- Given instruction a
Reproduce the part of the nail polish thread below, starting with "Anyone know when" and going on through "there I'm assuming.".

** Begin Passage to read **

# China Glaze: Anchors Away 2011



## flipshawtii (Oct 7, 2010)

​ _Image via __alllacqueredup_​  ​ 

​ _Image via body-soulbeauty_​ 
I am in love with Knotty. If that color is a bit sheer, I would love to layer it with White Cap, Sea Spray or Sunset Sail! Below Deck, the purple looks different in each picture. I would love to see a real life swatch of that.


----------



## tillytilly (Oct 27, 2010)

Beautiful...I'm drawn to Sea Spray.


----------



## e.lix.abeth. (Oct 27, 2010)

I love the top row of the swatches, I cant wait.


----------



## Diava (Oct 28, 2010)

I absolutely adore white cap and lighthouse so shimmery











Anyone know when these are coming out?

Diava

X


----------



## lolaB (Oct 28, 2010)

Spring polish collections usually come out early Feb, so around there I'm assuming.


----------



## beautytobsess (Oct 31, 2010)

I too love the top row. Awesome!


----------



## SuperficialSyd (Oct 31, 2010)

I'm so excited for this release



I love Pelican Gray (my last name is Gray - lame but exciting for me), Sea Spray, Sunset Sail and Knotty.


----------



## flipshawtii (Nov 1, 2010)

White Cap is very alluring! I wonder if there is any dupes to it.


----------



## magosienne (Nov 2, 2010)

Wow ! I'll wait until i see the swatches, but these look interesting, i like White Cap, Light House and First Mate.


----------



## magosienne (Nov 2, 2010)

> Originally Posted by *flipshawtii* /img/forum/go_quote.gif
> 
> White Cap is very alluring! I wonder if there is any dupes to it.



I was thinking about that too. I thought about Christmas polishes, there's usually a couple silver polishes in the collections, but then the glitters in White Cap look very fine and i think Christmas polishes have bigger ones.


----------



## xxmagnoliousxx (Nov 14, 2010)

GREY!

Starboard also looks pretty cool.

Can't wait for February.


----------

** End Passage to read **

- Given instruction b
Gather every line of the listing below that contains the word "headphone".

** Begin Material to process **

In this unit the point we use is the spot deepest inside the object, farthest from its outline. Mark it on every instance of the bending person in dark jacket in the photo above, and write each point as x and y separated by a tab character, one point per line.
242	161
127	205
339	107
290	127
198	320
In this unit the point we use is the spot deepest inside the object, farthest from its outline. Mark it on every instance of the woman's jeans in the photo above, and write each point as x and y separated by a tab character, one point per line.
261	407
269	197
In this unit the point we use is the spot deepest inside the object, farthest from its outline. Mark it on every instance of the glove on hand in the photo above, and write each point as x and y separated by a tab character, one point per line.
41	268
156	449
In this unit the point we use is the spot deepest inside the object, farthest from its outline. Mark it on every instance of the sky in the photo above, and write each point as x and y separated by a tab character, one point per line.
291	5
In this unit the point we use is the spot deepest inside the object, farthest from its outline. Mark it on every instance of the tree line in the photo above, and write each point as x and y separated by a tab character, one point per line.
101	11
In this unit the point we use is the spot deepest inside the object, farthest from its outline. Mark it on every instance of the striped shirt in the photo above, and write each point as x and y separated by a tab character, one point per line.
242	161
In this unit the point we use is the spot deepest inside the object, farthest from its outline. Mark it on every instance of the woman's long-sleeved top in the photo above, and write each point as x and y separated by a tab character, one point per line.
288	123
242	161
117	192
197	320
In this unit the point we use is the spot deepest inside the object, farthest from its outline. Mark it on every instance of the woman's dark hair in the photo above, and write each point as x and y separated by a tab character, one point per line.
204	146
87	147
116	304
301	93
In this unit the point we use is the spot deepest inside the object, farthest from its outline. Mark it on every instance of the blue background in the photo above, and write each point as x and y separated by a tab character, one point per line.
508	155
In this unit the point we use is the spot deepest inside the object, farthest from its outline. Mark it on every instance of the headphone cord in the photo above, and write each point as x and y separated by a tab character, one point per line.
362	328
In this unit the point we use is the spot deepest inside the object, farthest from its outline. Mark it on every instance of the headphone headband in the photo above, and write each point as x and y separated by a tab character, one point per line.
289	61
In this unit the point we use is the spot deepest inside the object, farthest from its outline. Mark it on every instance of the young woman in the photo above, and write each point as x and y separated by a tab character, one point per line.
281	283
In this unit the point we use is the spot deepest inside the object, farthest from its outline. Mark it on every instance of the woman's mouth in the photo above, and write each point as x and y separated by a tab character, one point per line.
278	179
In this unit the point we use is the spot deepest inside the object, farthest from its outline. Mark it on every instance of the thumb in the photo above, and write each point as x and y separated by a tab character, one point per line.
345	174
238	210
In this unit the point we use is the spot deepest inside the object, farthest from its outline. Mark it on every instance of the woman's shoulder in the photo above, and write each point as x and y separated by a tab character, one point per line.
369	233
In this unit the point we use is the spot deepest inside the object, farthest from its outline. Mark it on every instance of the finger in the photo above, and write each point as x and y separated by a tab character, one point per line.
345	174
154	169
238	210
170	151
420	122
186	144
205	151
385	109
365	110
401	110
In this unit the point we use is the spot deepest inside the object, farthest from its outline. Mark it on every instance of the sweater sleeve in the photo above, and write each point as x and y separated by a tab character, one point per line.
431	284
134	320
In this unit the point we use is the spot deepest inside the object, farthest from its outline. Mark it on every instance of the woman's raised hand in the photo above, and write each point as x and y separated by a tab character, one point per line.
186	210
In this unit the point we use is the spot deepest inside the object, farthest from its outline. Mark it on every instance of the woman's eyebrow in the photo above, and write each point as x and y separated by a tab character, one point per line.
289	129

** End Material to process **

- Problem solution a
Anyone know when these are coming out?

Diava

X


----------



## lolaB (Oct 28, 2010)

Spring polish collections usually come out early Feb, so around there I'm assuming.

- Problem solution b
In this unit the point we use is the spot deepest inside the object, farthest from its outline. Mark it on every instance of the headphone cord in the photo above, and write each point as x and y separated by a tab character, one point per line.
In this unit the point we use is the spot deepest inside the object, farthest from its outline. Mark it on every instance of the headphone headband in the photo above, and write each point as x and y separated by a tab character, one point per line.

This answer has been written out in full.